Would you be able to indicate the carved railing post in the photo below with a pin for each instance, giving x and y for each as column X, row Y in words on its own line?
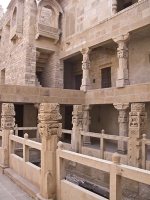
column 86, row 123
column 123, row 125
column 122, row 52
column 7, row 124
column 77, row 121
column 86, row 68
column 114, row 7
column 50, row 130
column 137, row 127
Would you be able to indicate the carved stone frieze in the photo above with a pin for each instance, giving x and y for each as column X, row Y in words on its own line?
column 47, row 130
column 85, row 67
column 137, row 127
column 49, row 116
column 122, row 53
column 49, row 112
column 114, row 7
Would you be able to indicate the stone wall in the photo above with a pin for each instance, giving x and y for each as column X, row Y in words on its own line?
column 52, row 75
column 81, row 15
column 139, row 60
column 17, row 56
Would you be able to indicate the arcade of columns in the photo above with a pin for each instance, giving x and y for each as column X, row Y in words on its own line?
column 51, row 130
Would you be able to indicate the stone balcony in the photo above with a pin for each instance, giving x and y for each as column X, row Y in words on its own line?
column 15, row 33
column 129, row 20
column 47, row 31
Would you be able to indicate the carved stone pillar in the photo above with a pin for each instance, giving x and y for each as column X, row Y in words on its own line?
column 114, row 7
column 137, row 127
column 122, row 52
column 85, row 67
column 77, row 121
column 7, row 124
column 50, row 130
column 123, row 125
column 86, row 123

###

- **Exercise details**: Everything in the data above, apart from the pictures, should be retyped exactly.

- **Solution to this exercise**:
Would you be able to indicate the carved railing post in the photo below with a pin for each instance, giving x and y for each as column X, row Y in words on its own line?
column 86, row 123
column 123, row 125
column 122, row 52
column 7, row 124
column 77, row 121
column 86, row 68
column 114, row 7
column 50, row 130
column 137, row 127
Would you be able to indicate the carved stone frieze in the photo above with a pin for each instance, giving x and y for each as column X, row Y in words on its own line?
column 47, row 130
column 85, row 67
column 137, row 127
column 49, row 116
column 122, row 53
column 49, row 112
column 114, row 7
Would you be able to indicate the stone wall in the photo above with a pin for each instance, giving x and y for each as column X, row Y in words on its own line?
column 52, row 75
column 81, row 15
column 139, row 60
column 17, row 56
Would you be able to indicate the arcade of columns in the photo above with a pin for each instance, giving x and y for each as column X, row Y in words on its own line?
column 51, row 130
Would you be able to indicate the stone balcony in the photo above with a pin for each instance, giving x and y for each as column X, row Y in words on its own line?
column 15, row 33
column 129, row 20
column 47, row 31
Would you be able to indicate the carved stone pillar in the photo above with a pin for each instance, giving x and y for each as column X, row Y in words on its own line?
column 114, row 7
column 137, row 127
column 122, row 52
column 85, row 67
column 77, row 121
column 7, row 124
column 50, row 130
column 123, row 125
column 86, row 123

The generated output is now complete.